-- Written exercise 1 --
Answer these questions from the Oracle RAC text:
(a) According to the Oracle RAC text, what can smaller commodity servers be combined into?
(b) Which attribute is set for the shared vmdk's?
(c) What are the two key requirements for Oracle RAC?
-- Written exercise 2 --
Copy the Oracle RAC text, everything from "Business Critical Oracle" down to "critical business applications.", and rename "mission critical" to "business-essential" wherever it occurs.

-- Extract to read --
┌────────

Business Critical Oracle Workloads have stringent IO requirements and enabling, sustaining, and ensuring the highest possible performance along with continued application availability is a major goal for all mission critical Oracle applications to meet the demanding business SLA’s, all the way from on-premises to VMware Hybrid Clouds
Oracle RAC provides high availability and scalability by having multiple instances access a single database which prevents the server from being a single point of failure. Oracle RAC enables you to combine smaller commodity servers into a cluster to create scalable environments that support mission critical business applications.
Key points to take away from this blog
This blog showcases the validation of vMotion capability for Oracle RAC cluster on VMware vSphere Platform which can be achieved seamlessly without any issue, with appropriate settings in place
- with Change Block Tracking (CBT) enabled for non-shared disk
- with multi-writer attribute set for the shared vmdk’s
Oracle Real Application Clusters (RAC) on VMware vSphere
Oracle Clusterware is portable cluster software that provides comprehensive multi-tiered high availability and resource management for consolidated environments. It supports clustering of independent servers so that they cooperate as a single system.
Oracle Clusterware is the integrated foundation for Oracle Real Application Clusters (RAC), and the high-availability and resource-management framework for all applications on any major platform.
There are two key requirements for Oracle RAC:
• Shared storage
• Multicast Layer 2 networking
These requirements are fully addressed when running Oracle RAC on VMware vSphere, as both shared storage and Layer 2 networking are natively supported.

└────────

-- Stored rows --
┌────────

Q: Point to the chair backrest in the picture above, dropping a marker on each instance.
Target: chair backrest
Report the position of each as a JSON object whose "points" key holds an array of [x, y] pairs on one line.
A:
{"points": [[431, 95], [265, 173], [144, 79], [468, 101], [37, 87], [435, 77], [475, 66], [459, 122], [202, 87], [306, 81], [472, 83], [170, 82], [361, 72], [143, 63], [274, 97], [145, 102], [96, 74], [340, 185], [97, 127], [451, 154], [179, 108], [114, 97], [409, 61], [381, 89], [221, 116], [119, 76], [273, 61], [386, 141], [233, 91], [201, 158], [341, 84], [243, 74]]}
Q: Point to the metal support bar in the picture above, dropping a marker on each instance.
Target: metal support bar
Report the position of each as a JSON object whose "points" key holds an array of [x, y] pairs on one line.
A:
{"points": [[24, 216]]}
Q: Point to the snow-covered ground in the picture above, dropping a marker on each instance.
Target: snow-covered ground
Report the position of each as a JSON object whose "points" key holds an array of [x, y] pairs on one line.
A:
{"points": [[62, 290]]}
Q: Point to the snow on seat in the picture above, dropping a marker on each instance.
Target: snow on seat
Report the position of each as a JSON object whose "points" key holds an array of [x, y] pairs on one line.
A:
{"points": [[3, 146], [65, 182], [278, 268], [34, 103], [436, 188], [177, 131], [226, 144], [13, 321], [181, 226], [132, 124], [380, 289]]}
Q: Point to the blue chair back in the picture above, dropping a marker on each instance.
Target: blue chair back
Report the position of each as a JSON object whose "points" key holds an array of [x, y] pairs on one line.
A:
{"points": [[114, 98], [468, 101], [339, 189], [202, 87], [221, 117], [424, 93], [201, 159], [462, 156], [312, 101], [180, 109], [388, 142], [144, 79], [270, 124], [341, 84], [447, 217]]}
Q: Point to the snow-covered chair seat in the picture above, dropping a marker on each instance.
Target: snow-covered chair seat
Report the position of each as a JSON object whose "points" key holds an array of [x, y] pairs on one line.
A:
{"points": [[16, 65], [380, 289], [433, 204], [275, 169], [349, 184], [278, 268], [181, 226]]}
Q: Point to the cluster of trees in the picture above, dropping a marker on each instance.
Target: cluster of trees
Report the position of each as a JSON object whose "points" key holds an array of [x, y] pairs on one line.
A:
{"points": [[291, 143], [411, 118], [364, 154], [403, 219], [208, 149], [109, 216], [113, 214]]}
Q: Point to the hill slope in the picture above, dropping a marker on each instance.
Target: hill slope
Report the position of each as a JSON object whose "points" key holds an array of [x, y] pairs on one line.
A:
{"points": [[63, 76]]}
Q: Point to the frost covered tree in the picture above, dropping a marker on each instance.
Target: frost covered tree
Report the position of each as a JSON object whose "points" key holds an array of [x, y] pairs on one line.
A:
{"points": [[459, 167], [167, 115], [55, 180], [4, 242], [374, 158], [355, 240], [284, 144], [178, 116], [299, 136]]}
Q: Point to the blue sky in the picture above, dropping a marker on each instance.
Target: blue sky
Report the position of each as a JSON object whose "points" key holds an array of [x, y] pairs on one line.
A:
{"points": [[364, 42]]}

└────────

-- Full solution 1 --
(a) A cluster, which creates scalable environments that support mission critical business applications.
(b) The multi-writer attribute.
(c) Shared storage and multicast Layer 2 networking.

-- Full solution 2 --
Business Critical Oracle Workloads have stringent IO requirements and enabling, sustaining, and ensuring the highest possible performance along with continued application availability is a major goal for all business-essential Oracle applications to meet the demanding business SLA’s, all the way from on-premises to VMware Hybrid Clouds
Oracle RAC provides high availability and scalability by having multiple instances access a single database which prevents the server from being a single point of failure. Oracle RAC enables you to combine smaller commodity servers into a cluster to create scalable environments that support business-essential business applications.